◆ EXERCISE PROMPT: Return exactly the span of lines that opens with the line containing "the door panel" and closes with the last line of the data, inclusive.

--- START ---

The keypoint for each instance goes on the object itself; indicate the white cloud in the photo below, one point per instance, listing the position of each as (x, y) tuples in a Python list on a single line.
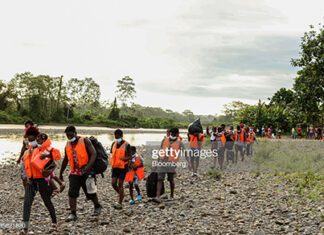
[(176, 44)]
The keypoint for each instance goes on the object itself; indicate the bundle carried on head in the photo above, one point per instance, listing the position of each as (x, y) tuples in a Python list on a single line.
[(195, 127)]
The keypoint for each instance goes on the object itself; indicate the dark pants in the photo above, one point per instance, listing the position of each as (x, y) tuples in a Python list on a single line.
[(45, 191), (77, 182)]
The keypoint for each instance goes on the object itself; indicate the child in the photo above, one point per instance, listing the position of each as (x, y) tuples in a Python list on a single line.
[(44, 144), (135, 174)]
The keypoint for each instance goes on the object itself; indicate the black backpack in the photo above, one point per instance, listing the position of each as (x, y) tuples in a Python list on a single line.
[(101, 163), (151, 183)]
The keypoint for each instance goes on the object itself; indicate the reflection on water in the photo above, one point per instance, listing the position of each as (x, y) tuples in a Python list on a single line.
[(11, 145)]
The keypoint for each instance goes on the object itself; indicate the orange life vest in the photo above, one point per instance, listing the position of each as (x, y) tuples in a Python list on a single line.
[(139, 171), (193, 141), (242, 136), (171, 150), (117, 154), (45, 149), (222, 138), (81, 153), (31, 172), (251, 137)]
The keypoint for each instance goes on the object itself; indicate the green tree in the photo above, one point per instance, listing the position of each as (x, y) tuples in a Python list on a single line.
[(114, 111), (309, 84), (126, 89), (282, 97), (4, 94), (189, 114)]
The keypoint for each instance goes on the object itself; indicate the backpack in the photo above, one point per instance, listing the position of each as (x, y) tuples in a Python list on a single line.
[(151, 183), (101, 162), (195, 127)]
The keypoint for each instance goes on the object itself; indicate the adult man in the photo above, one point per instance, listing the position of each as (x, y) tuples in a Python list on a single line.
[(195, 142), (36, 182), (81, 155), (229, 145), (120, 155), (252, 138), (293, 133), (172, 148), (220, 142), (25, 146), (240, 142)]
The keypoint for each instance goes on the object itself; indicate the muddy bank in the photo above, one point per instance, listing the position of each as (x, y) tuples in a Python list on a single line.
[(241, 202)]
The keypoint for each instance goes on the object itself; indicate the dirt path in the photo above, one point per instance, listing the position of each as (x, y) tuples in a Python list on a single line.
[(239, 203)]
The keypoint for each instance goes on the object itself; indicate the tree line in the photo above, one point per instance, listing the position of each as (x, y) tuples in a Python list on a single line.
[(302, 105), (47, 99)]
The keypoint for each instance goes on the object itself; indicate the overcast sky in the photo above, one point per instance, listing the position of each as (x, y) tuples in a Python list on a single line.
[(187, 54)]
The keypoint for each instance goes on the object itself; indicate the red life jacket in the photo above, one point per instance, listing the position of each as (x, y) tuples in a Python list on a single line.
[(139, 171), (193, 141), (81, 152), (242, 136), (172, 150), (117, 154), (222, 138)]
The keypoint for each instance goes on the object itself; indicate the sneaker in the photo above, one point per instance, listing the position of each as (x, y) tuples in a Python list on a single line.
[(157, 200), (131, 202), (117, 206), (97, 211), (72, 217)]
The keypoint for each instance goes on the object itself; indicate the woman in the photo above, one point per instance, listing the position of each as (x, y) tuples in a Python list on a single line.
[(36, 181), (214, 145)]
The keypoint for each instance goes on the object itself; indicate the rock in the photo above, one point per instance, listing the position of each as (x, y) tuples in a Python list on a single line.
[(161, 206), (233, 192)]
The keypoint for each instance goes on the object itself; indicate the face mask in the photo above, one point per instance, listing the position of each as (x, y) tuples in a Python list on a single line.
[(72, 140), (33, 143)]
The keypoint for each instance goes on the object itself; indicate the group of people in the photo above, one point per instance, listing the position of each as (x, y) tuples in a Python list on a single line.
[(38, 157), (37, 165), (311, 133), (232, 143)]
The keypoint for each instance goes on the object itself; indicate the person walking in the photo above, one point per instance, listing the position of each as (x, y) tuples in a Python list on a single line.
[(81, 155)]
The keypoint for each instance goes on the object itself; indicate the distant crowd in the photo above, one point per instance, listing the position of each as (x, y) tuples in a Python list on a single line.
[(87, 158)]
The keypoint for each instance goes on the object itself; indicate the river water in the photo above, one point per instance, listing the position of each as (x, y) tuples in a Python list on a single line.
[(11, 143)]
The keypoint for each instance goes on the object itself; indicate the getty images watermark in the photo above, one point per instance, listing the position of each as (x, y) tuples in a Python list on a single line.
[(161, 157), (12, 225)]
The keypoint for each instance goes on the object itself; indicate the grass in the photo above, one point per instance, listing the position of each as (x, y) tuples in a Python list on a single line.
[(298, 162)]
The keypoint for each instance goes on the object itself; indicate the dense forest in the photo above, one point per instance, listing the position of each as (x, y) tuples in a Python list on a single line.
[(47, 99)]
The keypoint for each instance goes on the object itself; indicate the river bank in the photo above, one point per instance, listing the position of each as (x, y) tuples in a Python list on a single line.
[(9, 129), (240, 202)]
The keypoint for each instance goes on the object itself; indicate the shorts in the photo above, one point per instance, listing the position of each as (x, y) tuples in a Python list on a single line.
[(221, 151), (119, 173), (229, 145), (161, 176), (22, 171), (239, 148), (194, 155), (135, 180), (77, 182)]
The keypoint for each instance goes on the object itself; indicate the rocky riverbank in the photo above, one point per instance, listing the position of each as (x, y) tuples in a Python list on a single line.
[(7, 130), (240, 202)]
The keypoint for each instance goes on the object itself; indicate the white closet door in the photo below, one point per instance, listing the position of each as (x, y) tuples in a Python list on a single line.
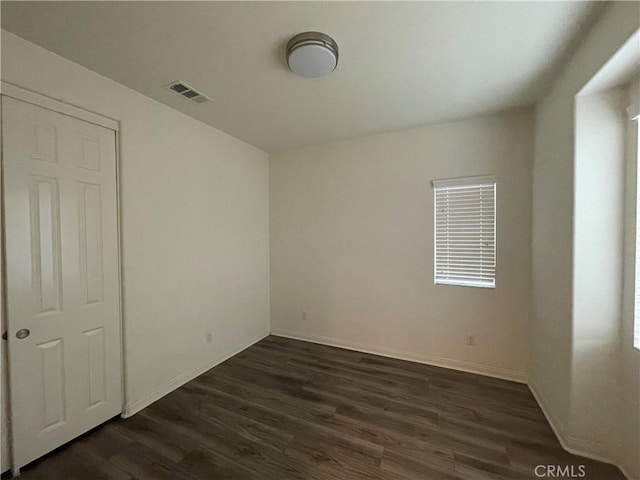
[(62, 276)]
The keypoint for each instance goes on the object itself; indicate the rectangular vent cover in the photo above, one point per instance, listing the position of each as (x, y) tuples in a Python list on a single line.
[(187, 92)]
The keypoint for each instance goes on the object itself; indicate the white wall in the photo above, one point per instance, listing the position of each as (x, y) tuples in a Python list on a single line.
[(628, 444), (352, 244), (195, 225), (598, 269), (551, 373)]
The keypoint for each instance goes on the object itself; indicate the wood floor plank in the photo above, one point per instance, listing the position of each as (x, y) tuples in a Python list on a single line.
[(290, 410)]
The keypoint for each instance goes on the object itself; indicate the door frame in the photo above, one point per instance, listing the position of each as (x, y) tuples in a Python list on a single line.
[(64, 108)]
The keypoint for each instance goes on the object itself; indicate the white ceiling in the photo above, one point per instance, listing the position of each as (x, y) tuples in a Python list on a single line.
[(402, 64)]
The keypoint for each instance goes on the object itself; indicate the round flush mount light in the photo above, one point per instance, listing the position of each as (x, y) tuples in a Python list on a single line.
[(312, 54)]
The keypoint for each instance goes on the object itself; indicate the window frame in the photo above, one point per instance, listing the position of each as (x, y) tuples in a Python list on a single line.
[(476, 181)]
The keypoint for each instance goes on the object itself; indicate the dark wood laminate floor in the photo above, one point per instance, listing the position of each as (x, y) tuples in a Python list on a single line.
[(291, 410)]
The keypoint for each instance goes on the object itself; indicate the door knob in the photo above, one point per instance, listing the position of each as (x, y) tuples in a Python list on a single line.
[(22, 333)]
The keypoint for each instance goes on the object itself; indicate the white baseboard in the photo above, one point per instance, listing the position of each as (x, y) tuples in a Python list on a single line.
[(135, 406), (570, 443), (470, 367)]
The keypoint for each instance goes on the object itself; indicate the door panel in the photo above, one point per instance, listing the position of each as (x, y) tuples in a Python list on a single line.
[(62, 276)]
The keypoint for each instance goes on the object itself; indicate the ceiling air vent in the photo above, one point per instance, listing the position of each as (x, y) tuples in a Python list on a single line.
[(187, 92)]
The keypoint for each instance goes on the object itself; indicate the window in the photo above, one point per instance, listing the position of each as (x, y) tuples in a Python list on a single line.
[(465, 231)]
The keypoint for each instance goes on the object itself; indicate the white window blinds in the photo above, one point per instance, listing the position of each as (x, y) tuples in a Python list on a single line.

--- END ---

◆ ANSWER:
The keypoint for each instance goes on the object itself; indicate the door panel in the photo above, one point per instance, listing the position of each as (x, y) tuples in a Python list on a single line.
[(62, 276)]
The keypoint for each instance goes on the object itself; indicate the ceiling air vent in the photo above, one point per instance, listing the position of each as (x, y) tuples in a Python list on a single line.
[(187, 92)]
The keypoint for each instance goes on the object itself; indicate the window in the photo above, one point per instance, listing the position of each as (x, y) tuples in a Python list on a single line.
[(465, 231)]
The keypoint for each instance goes on the object itself; indicate the white window blinds in the photo above, one point per instance, listing the position of each as (x, y) tuples in a Python list on a single line.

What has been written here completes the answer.